BLOCO DE TEXTO →

**********

26 de jun. de 2024

Não falem dessa mulher perto de mim,

 Não falem pra não lembrar a minha dor.

Ela tem um sono leve, a dor, sabe? Diante dela passos miúdos que não fazem barulho no corredor imenso das lembranças. Nem psicotrópicos nem drogas nem analgésicos nem nenhuma forma de intervenção externa interna possível impossível só até perder o ar e dormir e esquecer e eu esqueço e então vem uma foto, uma menção do seu sagrado nome. E a dor volta. Uma pequena fisgada no meu peito, fico suspensa no tempo, quase um instante. Quase uma eternidade. Fico sem ar. Algumas vezes disfarço o susto da dor falando seu nome sem rebuscamento nenhum, como se não fosse nada. E sinto que convenço uma plateia esperançosa de que eu não sinto a sua falta. Convenço de que a dor não é imensa, convenço de que a vida seguiu e ninguém vai reparar.  E ninguém repara, eu reparo, coleciono as nossas memórias e me aterrorizo muitas noites quando você visita meus sonhos. Fantasio que vou te encontrar por aí e me esforço para não te encontrar jamais. Não sei fingir bem. Acreditei por algum tempo que éramos almas afins e por isso sentia sua presença e adivinhava seus pensamentos. Hoje diante da finitude me sinto capenga. Foi muito difícil, é. É muito difícil acordar e dormir num mundo onde você me despreza. Foi diante do desprezo que eu desisti, sabia? Pra mim o desprezo sempre foi a morte do amor. E olha só eu te amava, eu te amava com tudo que eu tinha. Hoje quando mencionam seu nome numa roda eu sinto o mundo girar numa vertigem horrorosa. Já quis apagar você, já quis desapegar de você, mas hoje tudo que me resta de tudo que você foi é essa cólica que eu sinto, cólica não cólera, no peito quando lembro e lamentavelmente eu lembro muito ainda. Eu sei que um dia eu não vou lembrar mais tanto e que a memória do amor amado se dissolverá na paisagem. Já vi isso acontecer antes, vou ver isso acontecer depois. Para mim perder quem eu amo sempre foi pior que a morte e as lágrimas salgadas não consolam a imensidão de mar em mim. Mas eu sigo, com as mortes no peito, o luto que não tem fim, a saudade que amarga, sigo tentando me lembrar quem eu era mesmo antes de você, para ver se eu descubro quem eu posso ser depois.

**********

SEÇÃO DE DADOS →
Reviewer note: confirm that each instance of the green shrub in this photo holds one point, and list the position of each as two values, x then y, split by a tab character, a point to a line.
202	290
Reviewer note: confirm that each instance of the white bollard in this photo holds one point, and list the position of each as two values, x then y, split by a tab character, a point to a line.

**********

Reproduza na íntegra, sem nenhuma alteração, o texto sobre a dor de um amor perdido. O material é independente do texto e não faz parte dele.

26 de jun. de 2024

Não falem dessa mulher perto de mim,

 Não falem pra não lembrar a minha dor.

Ela tem um sono leve, a dor, sabe? Diante dela passos miúdos que não fazem barulho no corredor imenso das lembranças. Nem psicotrópicos nem drogas nem analgésicos nem nenhuma forma de intervenção externa interna possível impossível só até perder o ar e dormir e esquecer e eu esqueço e então vem uma foto, uma menção do seu sagrado nome. E a dor volta. Uma pequena fisgada no meu peito, fico suspensa no tempo, quase um instante. Quase uma eternidade. Fico sem ar. Algumas vezes disfarço o susto da dor falando seu nome sem rebuscamento nenhum, como se não fosse nada. E sinto que convenço uma plateia esperançosa de que eu não sinto a sua falta. Convenço de que a dor não é imensa, convenço de que a vida seguiu e ninguém vai reparar.  E ninguém repara, eu reparo, coleciono as nossas memórias e me aterrorizo muitas noites quando você visita meus sonhos. Fantasio que vou te encontrar por aí e me esforço para não te encontrar jamais. Não sei fingir bem. Acreditei por algum tempo que éramos almas afins e por isso sentia sua presença e adivinhava seus pensamentos. Hoje diante da finitude me sinto capenga. Foi muito difícil, é. É muito difícil acordar e dormir num mundo onde você me despreza. Foi diante do desprezo que eu desisti, sabia? Pra mim o desprezo sempre foi a morte do amor. E olha só eu te amava, eu te amava com tudo que eu tinha. Hoje quando mencionam seu nome numa roda eu sinto o mundo girar numa vertigem horrorosa. Já quis apagar você, já quis desapegar de você, mas hoje tudo que me resta de tudo que você foi é essa cólica que eu sinto, cólica não cólera, no peito quando lembro e lamentavelmente eu lembro muito ainda. Eu sei que um dia eu não vou lembrar mais tanto e que a memória do amor amado se dissolverá na paisagem. Já vi isso acontecer antes, vou ver isso acontecer depois. Para mim perder quem eu amo sempre foi pior que a morte e as lágrimas salgadas não consolam a imensidão de mar em mim. Mas eu sigo, com as mortes no peito, o luto que não tem fim, a saudade que amarga, sigo tentando me lembrar quem eu era mesmo antes de você, para ver se eu descubro quem eu posso ser depois.